(Point placement records)
○ ○ ○ ○ ○

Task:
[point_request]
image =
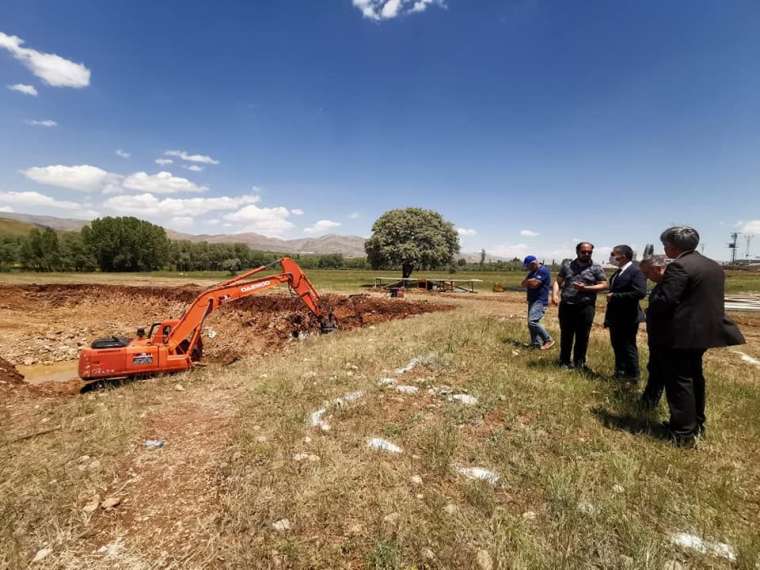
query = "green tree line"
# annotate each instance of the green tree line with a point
(130, 244)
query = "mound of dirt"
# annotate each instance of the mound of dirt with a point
(9, 376)
(44, 324)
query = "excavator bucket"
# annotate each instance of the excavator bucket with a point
(328, 324)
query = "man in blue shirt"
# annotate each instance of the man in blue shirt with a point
(538, 282)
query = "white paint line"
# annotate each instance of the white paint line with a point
(479, 473)
(465, 399)
(383, 445)
(747, 358)
(694, 542)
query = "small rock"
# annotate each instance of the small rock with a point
(306, 457)
(281, 525)
(465, 399)
(383, 445)
(484, 560)
(355, 529)
(391, 518)
(42, 554)
(92, 506)
(110, 503)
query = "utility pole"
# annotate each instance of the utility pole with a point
(732, 247)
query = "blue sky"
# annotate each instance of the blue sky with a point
(605, 121)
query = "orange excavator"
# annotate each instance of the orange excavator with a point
(174, 345)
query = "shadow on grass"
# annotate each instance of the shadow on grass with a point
(636, 424)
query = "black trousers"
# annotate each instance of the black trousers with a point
(657, 368)
(623, 340)
(685, 390)
(575, 325)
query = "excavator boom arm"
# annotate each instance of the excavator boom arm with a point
(239, 287)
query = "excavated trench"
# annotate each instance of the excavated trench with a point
(42, 327)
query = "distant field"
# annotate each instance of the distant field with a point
(328, 279)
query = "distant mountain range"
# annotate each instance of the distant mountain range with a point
(349, 246)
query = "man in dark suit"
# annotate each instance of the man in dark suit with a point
(659, 336)
(627, 287)
(691, 295)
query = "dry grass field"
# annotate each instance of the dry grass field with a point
(250, 477)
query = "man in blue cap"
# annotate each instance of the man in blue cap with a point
(538, 282)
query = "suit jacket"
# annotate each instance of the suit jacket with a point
(659, 326)
(627, 290)
(691, 295)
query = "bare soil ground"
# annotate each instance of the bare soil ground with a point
(45, 324)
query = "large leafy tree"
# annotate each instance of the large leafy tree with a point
(411, 238)
(126, 244)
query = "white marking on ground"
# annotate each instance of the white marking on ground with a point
(383, 445)
(705, 547)
(347, 398)
(465, 399)
(479, 473)
(316, 418)
(747, 358)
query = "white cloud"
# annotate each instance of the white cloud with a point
(25, 89)
(508, 251)
(51, 68)
(46, 123)
(201, 158)
(750, 227)
(149, 206)
(321, 227)
(36, 199)
(181, 222)
(267, 221)
(87, 178)
(83, 177)
(160, 183)
(388, 9)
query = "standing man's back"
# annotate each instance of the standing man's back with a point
(691, 297)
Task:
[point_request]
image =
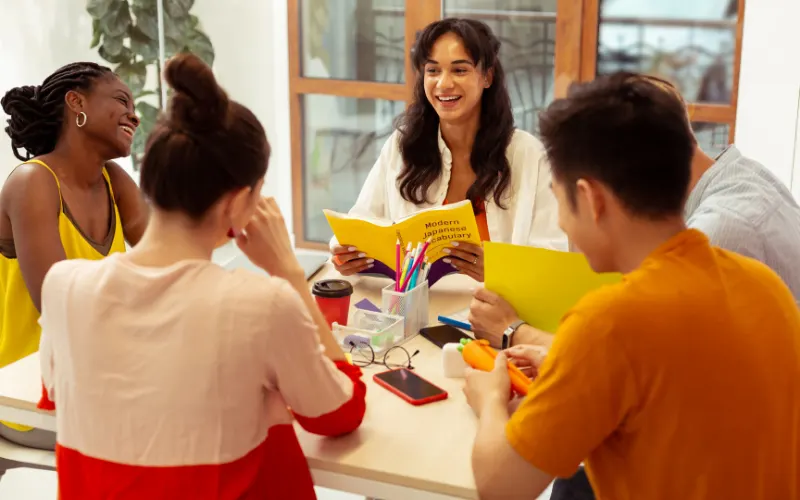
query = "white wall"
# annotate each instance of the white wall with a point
(769, 87)
(252, 63)
(250, 39)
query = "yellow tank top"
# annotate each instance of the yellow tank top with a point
(19, 318)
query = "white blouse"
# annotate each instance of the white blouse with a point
(531, 214)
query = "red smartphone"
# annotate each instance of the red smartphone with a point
(410, 386)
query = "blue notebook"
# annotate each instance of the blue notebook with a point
(457, 319)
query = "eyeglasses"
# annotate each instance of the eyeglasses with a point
(363, 355)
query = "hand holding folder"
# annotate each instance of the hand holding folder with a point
(541, 285)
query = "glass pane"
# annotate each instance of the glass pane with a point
(342, 139)
(527, 31)
(353, 39)
(689, 43)
(712, 137)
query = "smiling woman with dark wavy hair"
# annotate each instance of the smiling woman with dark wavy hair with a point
(457, 141)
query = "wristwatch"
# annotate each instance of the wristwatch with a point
(510, 331)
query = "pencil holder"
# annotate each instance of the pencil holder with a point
(412, 306)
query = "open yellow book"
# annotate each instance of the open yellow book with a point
(378, 238)
(541, 284)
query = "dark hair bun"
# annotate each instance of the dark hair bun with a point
(199, 104)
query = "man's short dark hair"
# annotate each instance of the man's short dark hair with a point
(625, 131)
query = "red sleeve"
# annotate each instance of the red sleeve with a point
(44, 402)
(347, 417)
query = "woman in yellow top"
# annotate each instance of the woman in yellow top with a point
(67, 200)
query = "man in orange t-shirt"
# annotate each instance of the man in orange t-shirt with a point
(683, 380)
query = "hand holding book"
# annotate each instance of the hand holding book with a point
(350, 260)
(467, 258)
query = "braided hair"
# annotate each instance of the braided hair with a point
(37, 112)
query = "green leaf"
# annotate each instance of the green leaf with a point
(134, 75)
(148, 115)
(146, 4)
(97, 33)
(146, 21)
(143, 46)
(200, 45)
(112, 45)
(99, 8)
(177, 8)
(125, 55)
(118, 20)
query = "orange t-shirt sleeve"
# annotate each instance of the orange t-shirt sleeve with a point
(581, 395)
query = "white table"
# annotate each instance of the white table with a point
(402, 451)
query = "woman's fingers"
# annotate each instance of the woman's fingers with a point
(355, 266)
(342, 259)
(467, 257)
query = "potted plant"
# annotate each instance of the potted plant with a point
(125, 33)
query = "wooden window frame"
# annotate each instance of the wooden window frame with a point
(699, 112)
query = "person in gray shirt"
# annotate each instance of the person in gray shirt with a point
(741, 206)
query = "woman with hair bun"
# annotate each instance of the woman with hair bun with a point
(174, 377)
(456, 142)
(67, 200)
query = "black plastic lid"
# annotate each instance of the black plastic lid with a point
(332, 289)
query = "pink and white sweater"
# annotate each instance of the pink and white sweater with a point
(183, 382)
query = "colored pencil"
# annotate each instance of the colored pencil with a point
(397, 266)
(417, 262)
(405, 265)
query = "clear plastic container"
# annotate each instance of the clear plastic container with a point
(380, 331)
(412, 306)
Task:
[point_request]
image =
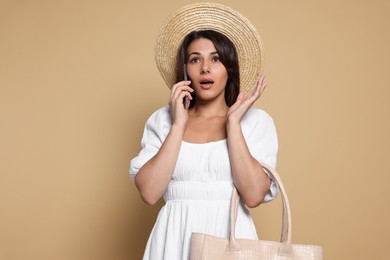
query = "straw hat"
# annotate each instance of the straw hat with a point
(210, 16)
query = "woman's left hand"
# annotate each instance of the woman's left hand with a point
(243, 104)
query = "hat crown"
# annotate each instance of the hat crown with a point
(210, 16)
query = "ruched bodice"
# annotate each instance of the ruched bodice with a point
(198, 195)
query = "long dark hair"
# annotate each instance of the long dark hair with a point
(227, 55)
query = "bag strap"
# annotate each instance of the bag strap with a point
(285, 237)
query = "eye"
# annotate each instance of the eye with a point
(194, 60)
(215, 59)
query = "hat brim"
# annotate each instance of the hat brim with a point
(210, 16)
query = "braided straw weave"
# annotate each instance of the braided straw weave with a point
(210, 16)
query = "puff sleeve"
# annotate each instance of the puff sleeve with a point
(260, 134)
(156, 130)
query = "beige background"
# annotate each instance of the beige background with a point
(78, 81)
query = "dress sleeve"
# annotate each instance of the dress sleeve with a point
(156, 130)
(261, 137)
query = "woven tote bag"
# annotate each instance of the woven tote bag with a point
(206, 247)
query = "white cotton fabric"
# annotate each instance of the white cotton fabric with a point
(198, 195)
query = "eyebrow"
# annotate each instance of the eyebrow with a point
(198, 53)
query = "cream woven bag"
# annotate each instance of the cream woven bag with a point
(206, 247)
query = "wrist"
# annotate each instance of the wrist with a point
(233, 126)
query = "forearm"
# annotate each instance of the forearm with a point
(153, 178)
(248, 175)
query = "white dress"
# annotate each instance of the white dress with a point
(198, 196)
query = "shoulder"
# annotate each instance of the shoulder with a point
(159, 123)
(256, 116)
(160, 116)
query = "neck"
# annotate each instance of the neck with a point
(210, 109)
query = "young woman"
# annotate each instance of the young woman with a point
(193, 157)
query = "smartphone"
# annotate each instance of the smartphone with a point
(186, 100)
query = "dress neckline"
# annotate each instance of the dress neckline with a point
(207, 143)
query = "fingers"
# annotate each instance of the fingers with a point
(179, 87)
(181, 90)
(258, 90)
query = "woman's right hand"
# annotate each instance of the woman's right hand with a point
(179, 114)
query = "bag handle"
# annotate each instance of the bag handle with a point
(285, 238)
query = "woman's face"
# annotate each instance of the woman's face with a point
(207, 73)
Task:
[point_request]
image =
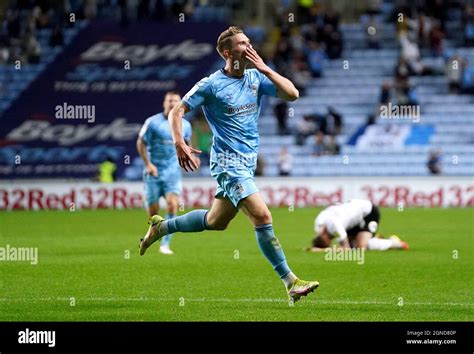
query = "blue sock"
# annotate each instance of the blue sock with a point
(194, 221)
(271, 248)
(165, 241)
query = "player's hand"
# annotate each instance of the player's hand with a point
(186, 159)
(252, 56)
(152, 170)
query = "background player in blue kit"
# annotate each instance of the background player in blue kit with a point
(231, 101)
(162, 174)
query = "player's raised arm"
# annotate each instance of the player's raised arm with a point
(285, 88)
(185, 152)
(141, 148)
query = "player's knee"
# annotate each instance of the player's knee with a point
(219, 226)
(217, 223)
(262, 217)
(172, 206)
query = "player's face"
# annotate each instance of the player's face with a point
(171, 100)
(240, 43)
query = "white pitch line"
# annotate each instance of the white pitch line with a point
(147, 299)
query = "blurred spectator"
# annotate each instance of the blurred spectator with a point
(437, 40)
(316, 58)
(385, 93)
(107, 171)
(332, 147)
(402, 68)
(281, 114)
(319, 147)
(411, 54)
(57, 37)
(405, 92)
(32, 48)
(300, 74)
(468, 81)
(454, 72)
(373, 30)
(468, 21)
(285, 162)
(305, 128)
(332, 122)
(434, 162)
(333, 40)
(202, 139)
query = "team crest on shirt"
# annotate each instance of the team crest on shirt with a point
(253, 88)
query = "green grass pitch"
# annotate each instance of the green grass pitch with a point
(222, 276)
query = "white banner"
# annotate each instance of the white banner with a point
(277, 192)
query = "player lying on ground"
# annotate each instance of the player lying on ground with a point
(355, 224)
(231, 101)
(162, 174)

○ ○ ○ ○ ○

Exercise: Pick out each line above that contains the string "raised" and copy it. Match case exactly.

Solution for this task:
query = "player's raised arm"
# annotate each instance of the player's raised arm with a point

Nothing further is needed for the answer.